## WORK REQUIRED
In the opinion excerpt on the "Sorry Yellow" movement, since when does the writer say they have been "Sorry Yellow"?

## EXCERPTED PASSAGE
———

When Leth texted again with “Sorry Yellow Movement,” it was then that I recognized the words that I have long been hearing the past few months from many former loyal Yellow stalwarts who have finally given up believing that the Yellow legacy holds any remaining promise of change and hope for its believers and the broad masses of the people.

I discussed this on the latest episode of our radio show and I said that I had been “Sorry Yellow” long, long before — ever since the last few years of the Cory Aquino administration.

The newcomers to this “Sorry Yellow” tribe are therefore more than welcome. They can in fact be a “boon” to the nation and a tremendous help in freeing the minds of the remaining wayward souls aboard the Yellow train. After nearly 25 years of domination in the Philippine scene, the Yellow era in our politics and governance has failed miserably — nay, criminally — to bring its promise of democracy, economic development, and prosperity.

Instead, what it has given is reinforced neo-colonial chains by the plutocrats who pull the strings on corrupted national and local, election, judicial, security, defense, and other officials in a sham, make-believe democracy that nurtures and entrenches an army of career sycophants all the way to the top, so long as they pay homage to the US Ambassador, sing paeans to “foreign investors,” and genuflect before “globalization” and “privatization.”

———

## DATASET RECORDS
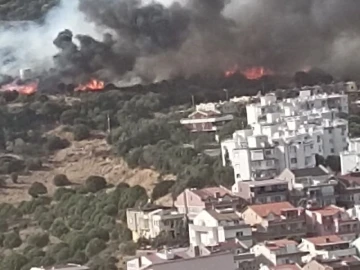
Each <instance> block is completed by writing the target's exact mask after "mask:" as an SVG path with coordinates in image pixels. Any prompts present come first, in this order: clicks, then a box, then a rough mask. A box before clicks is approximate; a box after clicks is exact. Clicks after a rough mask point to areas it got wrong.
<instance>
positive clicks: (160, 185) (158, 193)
mask: <svg viewBox="0 0 360 270" xmlns="http://www.w3.org/2000/svg"><path fill="white" fill-rule="evenodd" d="M174 184H175V181H171V180H164V181H161V182H159V183H157V184H156V185H155V187H154V189H153V192H152V194H151V199H152V200H153V201H156V200H157V199H159V198H161V197H164V196H165V195H167V194H169V193H170V189H171V188H172V186H173V185H174Z"/></svg>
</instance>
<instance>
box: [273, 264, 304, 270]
mask: <svg viewBox="0 0 360 270" xmlns="http://www.w3.org/2000/svg"><path fill="white" fill-rule="evenodd" d="M270 270H301V267H300V266H299V265H297V264H283V265H277V266H272V267H270Z"/></svg>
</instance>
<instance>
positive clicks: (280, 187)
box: [232, 179, 289, 204]
mask: <svg viewBox="0 0 360 270" xmlns="http://www.w3.org/2000/svg"><path fill="white" fill-rule="evenodd" d="M232 191H233V192H234V194H236V195H239V196H240V197H242V198H244V199H246V200H247V201H248V202H249V203H251V204H263V203H272V202H283V201H287V200H288V192H289V188H288V182H286V181H283V180H278V179H272V180H266V181H246V182H237V183H235V184H234V186H233V190H232Z"/></svg>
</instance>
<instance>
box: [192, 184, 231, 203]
mask: <svg viewBox="0 0 360 270" xmlns="http://www.w3.org/2000/svg"><path fill="white" fill-rule="evenodd" d="M191 192H193V193H195V194H196V195H198V196H199V197H200V198H201V200H203V201H204V200H207V199H208V198H215V197H216V194H217V193H218V195H219V196H220V197H224V196H225V195H229V196H233V197H235V196H234V195H232V193H231V191H230V190H228V189H226V188H224V187H208V188H203V189H194V190H191Z"/></svg>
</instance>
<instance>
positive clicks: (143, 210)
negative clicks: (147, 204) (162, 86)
mask: <svg viewBox="0 0 360 270" xmlns="http://www.w3.org/2000/svg"><path fill="white" fill-rule="evenodd" d="M126 220H127V225H128V228H129V229H130V230H131V231H132V234H133V240H134V241H137V240H138V239H139V238H140V237H144V238H147V239H153V238H155V237H156V236H158V235H159V234H160V233H161V232H166V233H168V234H170V235H172V236H173V237H176V236H178V235H180V234H181V233H182V232H183V230H184V226H186V225H185V223H184V221H185V215H184V214H183V213H179V212H177V211H176V210H174V209H171V208H170V209H169V208H160V207H158V206H155V207H152V206H151V207H144V208H141V209H127V210H126Z"/></svg>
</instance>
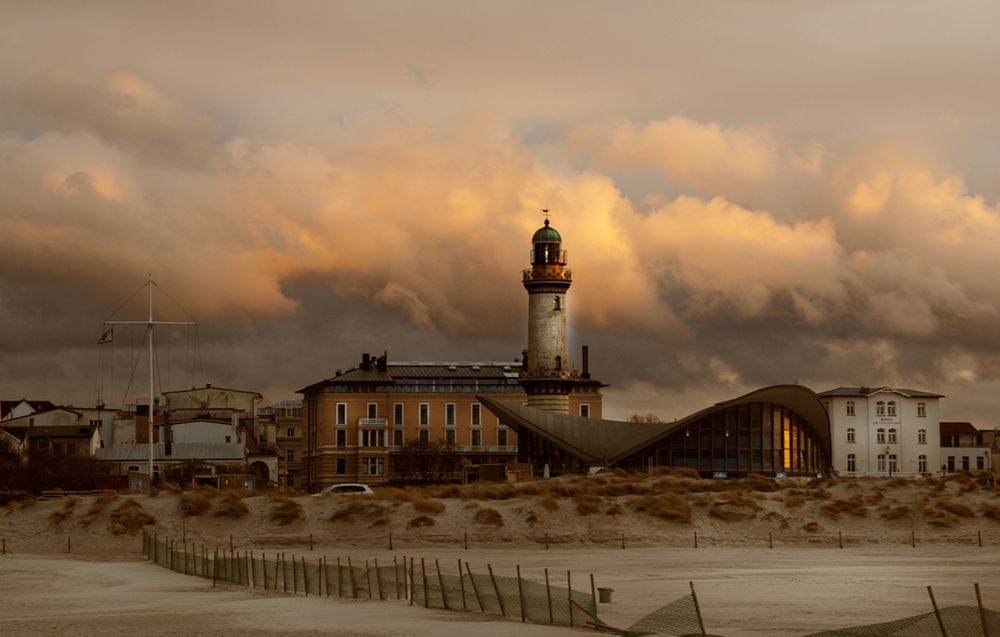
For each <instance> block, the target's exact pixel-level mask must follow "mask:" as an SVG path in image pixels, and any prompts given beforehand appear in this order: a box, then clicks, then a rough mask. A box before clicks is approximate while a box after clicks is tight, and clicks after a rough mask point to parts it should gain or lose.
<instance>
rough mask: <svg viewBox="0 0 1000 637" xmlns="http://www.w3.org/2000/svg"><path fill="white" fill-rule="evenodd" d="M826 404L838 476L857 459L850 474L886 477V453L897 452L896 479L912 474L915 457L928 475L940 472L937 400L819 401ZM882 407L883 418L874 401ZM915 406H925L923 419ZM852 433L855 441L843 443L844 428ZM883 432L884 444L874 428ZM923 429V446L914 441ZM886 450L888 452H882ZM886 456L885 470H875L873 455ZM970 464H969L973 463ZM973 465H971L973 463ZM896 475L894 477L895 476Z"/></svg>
mask: <svg viewBox="0 0 1000 637" xmlns="http://www.w3.org/2000/svg"><path fill="white" fill-rule="evenodd" d="M822 400H823V401H824V403H829V409H830V435H831V438H832V441H833V444H832V446H833V449H832V453H833V467H834V469H835V470H836V471H837V472H838V473H839V474H840V475H849V474H848V471H847V460H848V458H847V456H848V455H849V454H852V453H853V454H854V455H855V456H856V467H855V475H886V476H887V475H889V472H888V469H889V455H891V454H896V456H897V470H896V473H898V474H899V475H913V474H914V473H916V472H917V470H918V462H919V457H920V456H921V455H925V456H927V471H928V472H931V473H934V472H937V471H940V469H941V449H940V444H941V436H940V420H939V415H938V414H939V405H938V402H939V399H937V398H925V397H919V398H916V397H913V398H911V397H906V396H904V395H903V394H900V393H898V392H895V391H882V392H878V393H876V394H873V395H871V396H851V397H844V396H837V397H823V398H822ZM849 401H853V402H854V416H848V415H847V404H848V402H849ZM879 401H882V402H883V403H885V404H886V415H884V416H879V415H878V414H877V403H878V402H879ZM890 401H895V403H896V415H895V416H889V415H888V403H889V402H890ZM918 403H924V406H925V415H924V416H922V417H921V416H918ZM850 428H853V429H854V430H855V442H854V443H848V442H847V430H848V429H850ZM879 428H882V429H885V430H886V442H884V443H879V442H878V429H879ZM890 429H895V430H896V442H895V443H891V442H889V440H890V438H889V430H890ZM921 429H923V430H925V432H926V442H925V443H923V444H921V443H920V442H919V430H921ZM887 450H888V452H887ZM879 454H884V455H885V456H886V461H885V471H882V472H879V471H878V456H879ZM973 463H974V461H973ZM973 466H975V465H974V464H973ZM894 475H895V474H894Z"/></svg>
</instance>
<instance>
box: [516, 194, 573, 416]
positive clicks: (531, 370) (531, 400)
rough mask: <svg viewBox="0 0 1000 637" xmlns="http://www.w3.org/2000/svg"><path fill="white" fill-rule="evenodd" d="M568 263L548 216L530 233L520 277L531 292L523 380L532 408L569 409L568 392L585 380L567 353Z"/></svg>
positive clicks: (561, 245)
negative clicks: (523, 270)
mask: <svg viewBox="0 0 1000 637" xmlns="http://www.w3.org/2000/svg"><path fill="white" fill-rule="evenodd" d="M544 212H546V213H548V211H544ZM566 263H567V260H566V251H565V250H563V249H562V237H561V236H560V234H559V232H558V231H557V230H556V229H555V228H553V227H552V226H551V225H549V220H548V218H546V219H545V225H543V226H542V227H541V228H539V229H538V230H537V231H535V234H534V235H533V236H532V237H531V267H530V268H528V269H527V270H524V272H523V277H522V282H523V283H524V289H525V290H527V291H528V349H526V350H525V351H524V356H523V357H522V364H521V373H520V378H519V382H520V384H521V386H522V387H523V388H524V391H525V393H526V394H527V395H528V406H529V407H535V408H538V409H543V410H546V411H556V412H561V413H564V414H565V413H569V394H570V393H572V392H573V390H574V387H576V386H577V385H579V384H580V381H581V380H584V379H581V377H580V375H579V374H578V373H577V372H576V371H575V370H573V369H572V368H571V367H570V365H569V360H568V356H567V346H568V343H567V341H568V337H567V328H566V308H567V306H566V292H567V291H569V287H570V285H571V284H572V283H573V278H572V275H571V273H570V270H569V268H567V267H566ZM587 375H588V376H589V374H587ZM584 382H586V381H585V380H584Z"/></svg>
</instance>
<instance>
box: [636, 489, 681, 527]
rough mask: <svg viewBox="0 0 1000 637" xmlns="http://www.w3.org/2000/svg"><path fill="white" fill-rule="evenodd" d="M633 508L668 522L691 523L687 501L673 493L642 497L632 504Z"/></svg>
mask: <svg viewBox="0 0 1000 637" xmlns="http://www.w3.org/2000/svg"><path fill="white" fill-rule="evenodd" d="M632 508H633V510H635V511H637V512H639V513H645V514H647V515H652V516H653V517H657V518H660V519H661V520H666V521H668V522H682V523H685V524H688V523H690V522H691V507H690V506H688V503H687V500H685V499H684V498H682V497H680V496H679V495H675V494H673V493H664V494H661V495H647V496H640V497H639V498H636V499H635V500H634V501H633V502H632Z"/></svg>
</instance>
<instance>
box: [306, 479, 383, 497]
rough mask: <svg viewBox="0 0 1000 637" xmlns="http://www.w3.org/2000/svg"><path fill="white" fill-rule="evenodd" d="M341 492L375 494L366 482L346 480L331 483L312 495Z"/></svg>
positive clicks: (325, 494) (347, 493)
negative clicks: (329, 485) (316, 492)
mask: <svg viewBox="0 0 1000 637" xmlns="http://www.w3.org/2000/svg"><path fill="white" fill-rule="evenodd" d="M343 494H362V495H375V492H374V491H372V488H371V487H369V486H368V485H367V484H359V483H357V482H346V483H344V484H333V485H330V486H328V487H327V488H325V489H323V490H322V491H320V492H319V493H314V494H313V495H314V496H320V495H343Z"/></svg>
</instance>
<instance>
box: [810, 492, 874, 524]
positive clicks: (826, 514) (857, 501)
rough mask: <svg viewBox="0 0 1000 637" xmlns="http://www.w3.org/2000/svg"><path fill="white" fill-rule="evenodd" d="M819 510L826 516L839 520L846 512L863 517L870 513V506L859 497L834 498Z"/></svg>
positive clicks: (822, 506) (855, 515) (848, 513)
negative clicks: (839, 498)
mask: <svg viewBox="0 0 1000 637" xmlns="http://www.w3.org/2000/svg"><path fill="white" fill-rule="evenodd" d="M819 511H820V513H822V514H823V515H824V516H826V517H828V518H830V519H833V520H839V519H840V516H841V514H844V513H846V514H848V515H853V516H855V517H859V518H863V517H865V516H866V515H868V507H866V506H865V503H864V501H863V500H862V499H861V498H859V497H853V498H845V499H838V498H834V499H833V500H830V501H829V502H827V503H826V504H824V505H823V506H821V507H820V509H819Z"/></svg>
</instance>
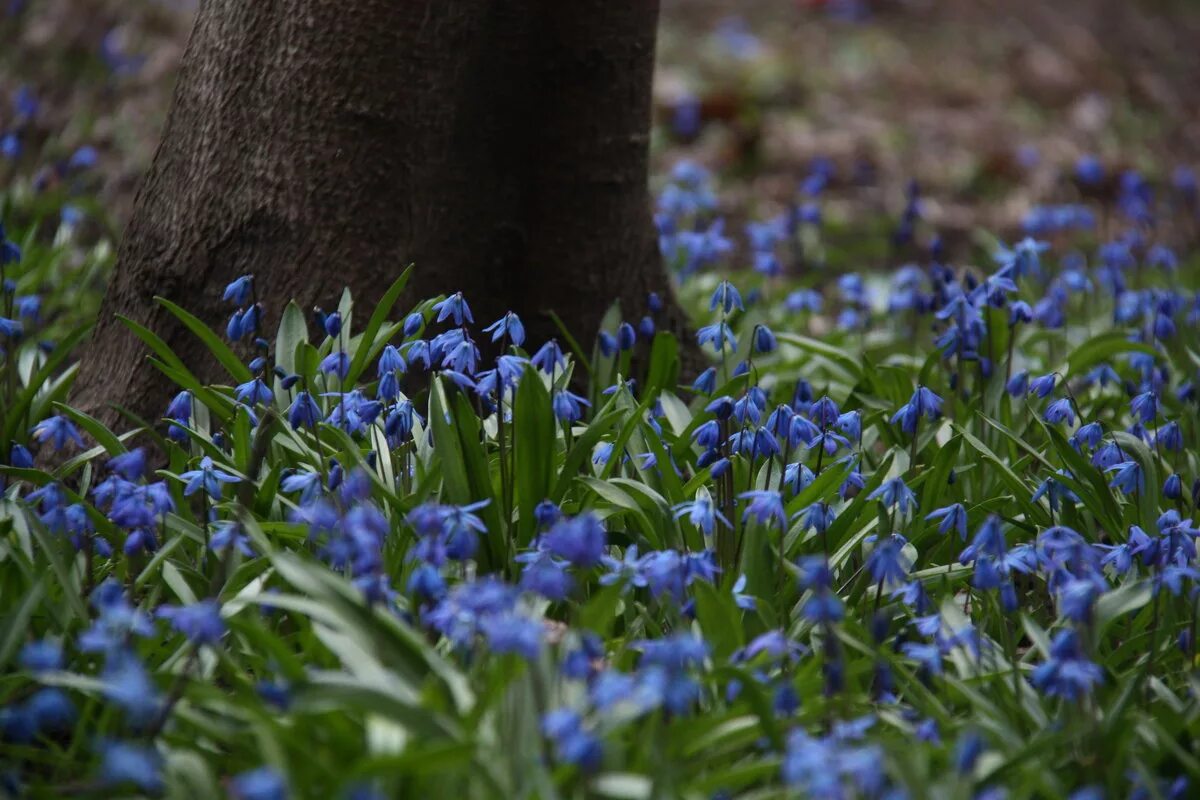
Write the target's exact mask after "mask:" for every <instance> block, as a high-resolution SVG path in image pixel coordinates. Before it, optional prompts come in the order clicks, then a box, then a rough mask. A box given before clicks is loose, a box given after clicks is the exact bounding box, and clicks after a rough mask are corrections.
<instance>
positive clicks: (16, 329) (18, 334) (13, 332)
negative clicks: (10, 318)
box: [0, 242, 25, 339]
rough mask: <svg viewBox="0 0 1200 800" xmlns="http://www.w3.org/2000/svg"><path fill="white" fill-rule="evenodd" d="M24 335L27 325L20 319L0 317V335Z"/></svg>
mask: <svg viewBox="0 0 1200 800" xmlns="http://www.w3.org/2000/svg"><path fill="white" fill-rule="evenodd" d="M6 243H7V242H6ZM24 335H25V326H24V325H23V324H22V323H20V320H17V319H8V318H7V317H0V336H4V337H5V338H8V339H19V338H20V337H22V336H24Z"/></svg>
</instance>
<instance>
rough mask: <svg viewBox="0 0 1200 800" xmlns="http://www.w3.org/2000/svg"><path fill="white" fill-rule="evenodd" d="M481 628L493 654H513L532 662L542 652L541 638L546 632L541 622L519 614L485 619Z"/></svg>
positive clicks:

———

## ANSWER AREA
Since the last few years of the Cory Aquino administration.